§ Dataset

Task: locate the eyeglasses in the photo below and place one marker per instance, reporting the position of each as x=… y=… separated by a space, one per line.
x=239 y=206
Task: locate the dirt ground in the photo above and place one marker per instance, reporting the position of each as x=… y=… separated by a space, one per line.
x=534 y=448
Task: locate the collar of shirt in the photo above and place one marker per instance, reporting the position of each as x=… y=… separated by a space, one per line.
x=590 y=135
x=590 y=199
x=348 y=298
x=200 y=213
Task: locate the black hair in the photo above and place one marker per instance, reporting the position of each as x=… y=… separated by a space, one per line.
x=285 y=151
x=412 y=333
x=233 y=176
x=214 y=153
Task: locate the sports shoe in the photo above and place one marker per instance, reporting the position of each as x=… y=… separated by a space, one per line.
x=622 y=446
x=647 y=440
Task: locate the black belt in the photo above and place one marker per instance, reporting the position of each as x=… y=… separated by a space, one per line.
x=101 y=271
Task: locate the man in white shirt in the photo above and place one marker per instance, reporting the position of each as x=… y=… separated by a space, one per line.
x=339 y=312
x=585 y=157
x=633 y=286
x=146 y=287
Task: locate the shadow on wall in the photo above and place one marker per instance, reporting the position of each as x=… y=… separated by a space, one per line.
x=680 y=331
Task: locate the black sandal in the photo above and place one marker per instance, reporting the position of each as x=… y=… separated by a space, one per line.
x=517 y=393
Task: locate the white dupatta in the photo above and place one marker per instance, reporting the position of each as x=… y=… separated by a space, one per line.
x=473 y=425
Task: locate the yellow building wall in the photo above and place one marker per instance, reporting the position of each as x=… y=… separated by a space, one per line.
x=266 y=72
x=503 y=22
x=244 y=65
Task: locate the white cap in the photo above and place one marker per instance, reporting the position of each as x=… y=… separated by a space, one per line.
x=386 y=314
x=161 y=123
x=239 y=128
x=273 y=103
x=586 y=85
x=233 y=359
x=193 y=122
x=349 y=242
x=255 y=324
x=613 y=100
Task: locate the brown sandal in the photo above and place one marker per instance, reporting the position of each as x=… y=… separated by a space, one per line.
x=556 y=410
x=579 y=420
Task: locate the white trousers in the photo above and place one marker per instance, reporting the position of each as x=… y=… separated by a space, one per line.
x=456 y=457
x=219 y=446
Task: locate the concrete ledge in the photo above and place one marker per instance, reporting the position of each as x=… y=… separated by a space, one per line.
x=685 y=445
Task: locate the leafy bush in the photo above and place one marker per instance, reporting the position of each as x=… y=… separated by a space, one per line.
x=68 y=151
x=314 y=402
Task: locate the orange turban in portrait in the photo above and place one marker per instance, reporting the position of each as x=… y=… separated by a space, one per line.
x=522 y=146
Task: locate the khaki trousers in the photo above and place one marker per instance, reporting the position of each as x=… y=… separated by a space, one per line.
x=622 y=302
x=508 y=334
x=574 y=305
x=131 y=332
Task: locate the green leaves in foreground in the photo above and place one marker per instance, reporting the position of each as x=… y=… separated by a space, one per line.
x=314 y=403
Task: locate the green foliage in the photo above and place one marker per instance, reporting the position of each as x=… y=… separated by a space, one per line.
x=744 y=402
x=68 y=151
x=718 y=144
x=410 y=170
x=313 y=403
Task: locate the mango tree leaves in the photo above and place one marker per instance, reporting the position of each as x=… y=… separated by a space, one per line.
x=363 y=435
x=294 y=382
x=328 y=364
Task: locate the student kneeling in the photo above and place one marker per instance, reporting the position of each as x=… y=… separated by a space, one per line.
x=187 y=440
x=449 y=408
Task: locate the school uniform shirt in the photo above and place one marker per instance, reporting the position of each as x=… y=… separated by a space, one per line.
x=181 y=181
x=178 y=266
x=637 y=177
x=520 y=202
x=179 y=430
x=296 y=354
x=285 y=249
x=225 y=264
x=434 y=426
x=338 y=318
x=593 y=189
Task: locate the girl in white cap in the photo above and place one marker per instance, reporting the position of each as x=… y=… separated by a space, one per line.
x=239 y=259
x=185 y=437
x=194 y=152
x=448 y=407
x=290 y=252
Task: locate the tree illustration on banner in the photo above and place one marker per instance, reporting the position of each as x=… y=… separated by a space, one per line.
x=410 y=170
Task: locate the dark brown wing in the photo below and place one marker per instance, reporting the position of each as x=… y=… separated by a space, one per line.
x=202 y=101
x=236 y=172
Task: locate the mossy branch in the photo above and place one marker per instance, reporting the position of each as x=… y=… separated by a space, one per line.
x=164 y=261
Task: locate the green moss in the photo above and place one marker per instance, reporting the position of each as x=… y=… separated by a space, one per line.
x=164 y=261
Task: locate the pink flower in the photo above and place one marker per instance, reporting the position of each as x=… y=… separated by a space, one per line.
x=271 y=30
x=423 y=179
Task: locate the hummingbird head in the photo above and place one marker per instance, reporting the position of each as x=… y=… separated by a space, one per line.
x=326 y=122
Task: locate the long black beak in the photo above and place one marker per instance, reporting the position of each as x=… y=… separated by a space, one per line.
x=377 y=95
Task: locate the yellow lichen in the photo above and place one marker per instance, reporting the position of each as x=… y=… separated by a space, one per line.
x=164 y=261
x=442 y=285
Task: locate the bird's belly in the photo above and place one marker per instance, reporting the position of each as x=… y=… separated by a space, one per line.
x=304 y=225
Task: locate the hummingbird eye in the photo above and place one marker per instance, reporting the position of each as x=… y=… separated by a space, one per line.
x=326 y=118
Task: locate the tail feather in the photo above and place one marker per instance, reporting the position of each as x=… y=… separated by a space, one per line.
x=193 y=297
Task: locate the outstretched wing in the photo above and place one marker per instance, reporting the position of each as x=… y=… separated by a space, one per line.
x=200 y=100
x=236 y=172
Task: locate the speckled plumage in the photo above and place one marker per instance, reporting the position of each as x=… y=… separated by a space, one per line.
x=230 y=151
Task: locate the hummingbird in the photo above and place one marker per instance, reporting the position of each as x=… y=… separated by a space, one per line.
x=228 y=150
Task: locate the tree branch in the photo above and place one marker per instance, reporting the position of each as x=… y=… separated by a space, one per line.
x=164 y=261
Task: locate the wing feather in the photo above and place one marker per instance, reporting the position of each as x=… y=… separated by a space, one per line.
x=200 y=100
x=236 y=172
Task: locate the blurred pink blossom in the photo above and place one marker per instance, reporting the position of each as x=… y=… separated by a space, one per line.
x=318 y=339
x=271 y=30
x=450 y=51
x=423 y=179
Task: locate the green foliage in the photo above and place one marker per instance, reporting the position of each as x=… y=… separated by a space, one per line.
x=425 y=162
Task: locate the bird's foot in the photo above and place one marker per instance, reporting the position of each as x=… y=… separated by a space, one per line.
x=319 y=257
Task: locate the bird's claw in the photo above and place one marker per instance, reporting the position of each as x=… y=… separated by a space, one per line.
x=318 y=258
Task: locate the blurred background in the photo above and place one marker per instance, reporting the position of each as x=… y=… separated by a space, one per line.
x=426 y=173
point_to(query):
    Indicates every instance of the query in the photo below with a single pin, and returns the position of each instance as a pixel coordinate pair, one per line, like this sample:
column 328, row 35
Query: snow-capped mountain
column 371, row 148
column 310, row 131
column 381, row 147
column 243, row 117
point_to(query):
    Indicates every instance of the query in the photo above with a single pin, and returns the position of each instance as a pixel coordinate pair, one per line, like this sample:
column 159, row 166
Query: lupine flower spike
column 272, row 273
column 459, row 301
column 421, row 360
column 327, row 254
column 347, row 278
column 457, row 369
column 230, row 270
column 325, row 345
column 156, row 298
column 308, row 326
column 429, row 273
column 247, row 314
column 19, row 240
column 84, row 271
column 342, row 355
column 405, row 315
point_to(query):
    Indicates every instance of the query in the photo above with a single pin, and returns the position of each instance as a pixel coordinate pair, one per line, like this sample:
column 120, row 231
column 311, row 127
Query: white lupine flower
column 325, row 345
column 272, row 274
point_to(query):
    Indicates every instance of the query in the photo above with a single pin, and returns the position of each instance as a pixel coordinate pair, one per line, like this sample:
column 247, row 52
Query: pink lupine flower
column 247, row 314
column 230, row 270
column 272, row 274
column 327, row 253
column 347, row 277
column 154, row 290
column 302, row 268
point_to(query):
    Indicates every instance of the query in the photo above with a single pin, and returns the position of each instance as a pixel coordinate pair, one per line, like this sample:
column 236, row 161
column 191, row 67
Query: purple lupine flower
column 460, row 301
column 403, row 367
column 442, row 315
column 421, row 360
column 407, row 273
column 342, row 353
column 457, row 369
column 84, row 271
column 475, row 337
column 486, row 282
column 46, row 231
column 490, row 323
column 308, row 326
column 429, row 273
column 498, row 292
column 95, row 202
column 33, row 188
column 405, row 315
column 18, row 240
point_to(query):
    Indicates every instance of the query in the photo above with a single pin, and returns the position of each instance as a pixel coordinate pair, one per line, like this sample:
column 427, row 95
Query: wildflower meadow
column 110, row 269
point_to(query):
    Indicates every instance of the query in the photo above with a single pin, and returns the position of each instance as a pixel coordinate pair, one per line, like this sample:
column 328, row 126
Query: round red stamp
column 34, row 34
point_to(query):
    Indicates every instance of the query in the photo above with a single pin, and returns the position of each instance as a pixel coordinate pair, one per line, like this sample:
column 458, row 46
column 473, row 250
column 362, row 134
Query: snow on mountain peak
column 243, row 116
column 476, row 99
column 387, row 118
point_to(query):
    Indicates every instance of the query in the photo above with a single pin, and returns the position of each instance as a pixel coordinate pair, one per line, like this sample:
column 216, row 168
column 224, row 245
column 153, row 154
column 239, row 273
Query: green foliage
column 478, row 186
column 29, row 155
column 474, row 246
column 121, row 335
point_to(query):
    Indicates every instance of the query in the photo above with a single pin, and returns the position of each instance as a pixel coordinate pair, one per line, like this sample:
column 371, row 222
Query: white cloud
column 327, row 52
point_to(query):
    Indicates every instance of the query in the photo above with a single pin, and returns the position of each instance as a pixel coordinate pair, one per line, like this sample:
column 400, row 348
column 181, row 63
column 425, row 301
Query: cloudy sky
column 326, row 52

==

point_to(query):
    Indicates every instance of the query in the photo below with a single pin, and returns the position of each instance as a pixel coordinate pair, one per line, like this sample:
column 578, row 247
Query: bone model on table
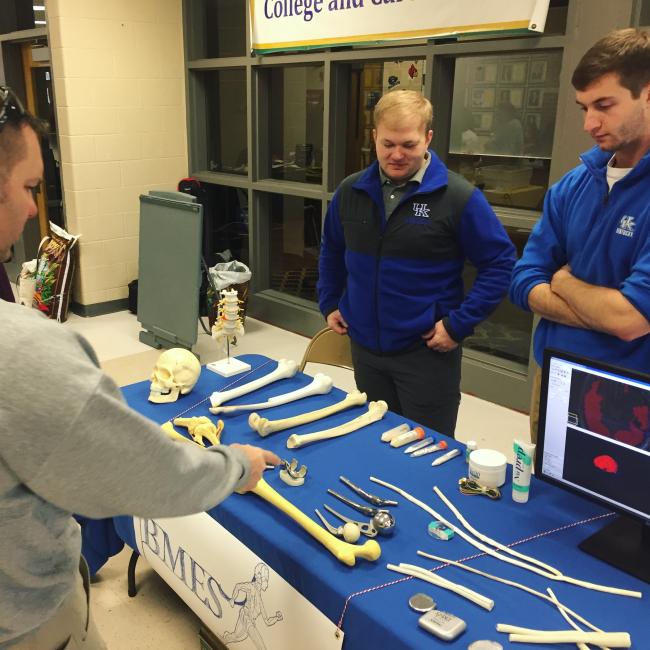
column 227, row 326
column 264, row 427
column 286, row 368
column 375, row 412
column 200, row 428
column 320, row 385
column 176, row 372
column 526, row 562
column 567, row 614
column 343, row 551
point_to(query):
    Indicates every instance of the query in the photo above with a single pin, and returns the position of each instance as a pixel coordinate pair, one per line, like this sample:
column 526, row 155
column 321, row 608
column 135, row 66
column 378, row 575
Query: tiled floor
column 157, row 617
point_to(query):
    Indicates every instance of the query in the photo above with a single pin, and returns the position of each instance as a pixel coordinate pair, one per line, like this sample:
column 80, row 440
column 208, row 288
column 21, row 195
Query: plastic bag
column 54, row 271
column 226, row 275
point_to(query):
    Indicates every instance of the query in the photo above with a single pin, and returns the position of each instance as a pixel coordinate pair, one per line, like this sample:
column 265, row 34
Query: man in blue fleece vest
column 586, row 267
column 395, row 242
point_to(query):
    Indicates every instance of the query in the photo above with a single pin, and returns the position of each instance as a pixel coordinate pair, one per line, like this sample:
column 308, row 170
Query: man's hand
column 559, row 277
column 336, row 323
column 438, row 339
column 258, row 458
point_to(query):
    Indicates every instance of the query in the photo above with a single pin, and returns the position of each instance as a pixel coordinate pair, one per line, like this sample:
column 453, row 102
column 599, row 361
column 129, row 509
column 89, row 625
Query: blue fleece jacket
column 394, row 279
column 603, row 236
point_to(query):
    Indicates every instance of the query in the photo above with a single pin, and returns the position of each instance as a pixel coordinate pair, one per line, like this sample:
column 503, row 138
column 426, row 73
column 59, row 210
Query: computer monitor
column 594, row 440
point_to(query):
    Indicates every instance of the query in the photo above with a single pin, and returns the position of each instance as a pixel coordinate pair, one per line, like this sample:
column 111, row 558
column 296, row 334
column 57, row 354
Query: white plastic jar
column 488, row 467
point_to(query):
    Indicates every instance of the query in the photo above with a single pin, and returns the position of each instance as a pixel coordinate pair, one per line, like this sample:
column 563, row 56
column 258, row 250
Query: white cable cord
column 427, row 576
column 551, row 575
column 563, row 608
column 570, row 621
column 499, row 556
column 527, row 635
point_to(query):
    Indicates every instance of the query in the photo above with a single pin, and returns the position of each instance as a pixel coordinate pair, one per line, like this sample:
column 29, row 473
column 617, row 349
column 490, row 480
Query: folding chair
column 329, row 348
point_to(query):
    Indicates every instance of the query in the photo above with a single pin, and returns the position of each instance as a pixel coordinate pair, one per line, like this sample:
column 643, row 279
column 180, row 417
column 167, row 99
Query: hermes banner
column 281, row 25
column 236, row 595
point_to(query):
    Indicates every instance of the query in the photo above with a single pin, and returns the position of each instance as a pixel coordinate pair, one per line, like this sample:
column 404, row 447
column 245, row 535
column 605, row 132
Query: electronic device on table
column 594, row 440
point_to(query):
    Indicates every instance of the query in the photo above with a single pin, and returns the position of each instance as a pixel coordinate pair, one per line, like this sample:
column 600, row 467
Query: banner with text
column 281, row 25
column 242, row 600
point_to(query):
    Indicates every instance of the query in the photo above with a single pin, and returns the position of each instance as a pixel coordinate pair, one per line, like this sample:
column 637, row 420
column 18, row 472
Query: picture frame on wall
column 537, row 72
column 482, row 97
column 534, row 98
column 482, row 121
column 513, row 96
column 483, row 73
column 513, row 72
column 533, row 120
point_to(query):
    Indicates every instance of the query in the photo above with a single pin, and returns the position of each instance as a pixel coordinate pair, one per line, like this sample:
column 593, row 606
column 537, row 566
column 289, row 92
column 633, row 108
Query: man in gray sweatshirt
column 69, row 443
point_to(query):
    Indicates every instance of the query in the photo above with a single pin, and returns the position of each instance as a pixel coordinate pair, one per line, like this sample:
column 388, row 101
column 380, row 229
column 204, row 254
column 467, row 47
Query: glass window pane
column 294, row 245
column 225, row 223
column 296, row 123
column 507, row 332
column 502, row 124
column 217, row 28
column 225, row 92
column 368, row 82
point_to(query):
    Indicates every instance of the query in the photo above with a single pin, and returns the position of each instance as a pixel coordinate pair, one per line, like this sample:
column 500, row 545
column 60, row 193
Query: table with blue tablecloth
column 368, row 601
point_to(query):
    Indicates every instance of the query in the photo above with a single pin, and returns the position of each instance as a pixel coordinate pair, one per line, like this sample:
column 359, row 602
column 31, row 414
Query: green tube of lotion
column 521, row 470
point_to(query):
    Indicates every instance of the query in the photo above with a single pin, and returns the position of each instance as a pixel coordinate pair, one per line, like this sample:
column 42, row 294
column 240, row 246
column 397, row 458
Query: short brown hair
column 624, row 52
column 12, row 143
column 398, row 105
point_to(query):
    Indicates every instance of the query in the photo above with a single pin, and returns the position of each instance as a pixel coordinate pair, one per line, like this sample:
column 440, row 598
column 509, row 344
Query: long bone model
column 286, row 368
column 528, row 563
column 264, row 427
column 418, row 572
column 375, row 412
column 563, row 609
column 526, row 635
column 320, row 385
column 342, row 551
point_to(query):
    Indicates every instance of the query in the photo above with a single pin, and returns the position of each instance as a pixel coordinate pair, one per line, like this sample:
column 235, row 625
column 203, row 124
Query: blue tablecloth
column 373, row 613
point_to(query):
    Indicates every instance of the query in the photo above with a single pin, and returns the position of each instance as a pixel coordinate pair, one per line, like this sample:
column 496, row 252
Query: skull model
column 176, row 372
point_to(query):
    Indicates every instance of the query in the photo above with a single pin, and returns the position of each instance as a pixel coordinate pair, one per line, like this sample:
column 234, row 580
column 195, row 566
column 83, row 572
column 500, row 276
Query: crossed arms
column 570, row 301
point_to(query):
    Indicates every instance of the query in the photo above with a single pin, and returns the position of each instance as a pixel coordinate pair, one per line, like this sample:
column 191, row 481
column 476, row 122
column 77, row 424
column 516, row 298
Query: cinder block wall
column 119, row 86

§ Aim of the task
Your answer should consist solely of the lines above from the line with "Query: picture frame on wall" to the line with "column 31, row 414", both included, reproduced exactly.

§ Answer section
Query: picture frame on wall
column 537, row 72
column 482, row 97
column 534, row 98
column 482, row 121
column 513, row 96
column 483, row 73
column 513, row 72
column 533, row 120
point_to(query):
    Indicates every instance of the query in the photo above with a single pin, and returns the position of each instance as a pixel coordinate pair, one per line, like this sample:
column 593, row 606
column 537, row 566
column 289, row 92
column 633, row 108
Query: man in gray sweatshirt
column 69, row 443
point_to(query):
    Indicates every instance of the query in the photo above with a single pin, and returns the position of each instance as a pixel coordinate pair, one per line, like this sample:
column 388, row 101
column 380, row 229
column 204, row 254
column 467, row 47
Query: glass window pane
column 294, row 245
column 225, row 223
column 296, row 123
column 507, row 332
column 502, row 124
column 217, row 28
column 225, row 92
column 368, row 82
point_to(query):
    Indicates every instance of the query in the photo above with a single pin, and returns the position of each instance as a pixel coordinate pair, one per line, like this sample:
column 500, row 545
column 60, row 193
Query: table with blue tablecloth
column 368, row 601
point_to(query):
    Indicates every instance of the query in the photo above with a single pin, and returns the position of each instance as a pixel coordinate pair, one per line, like this sample:
column 359, row 602
column 31, row 414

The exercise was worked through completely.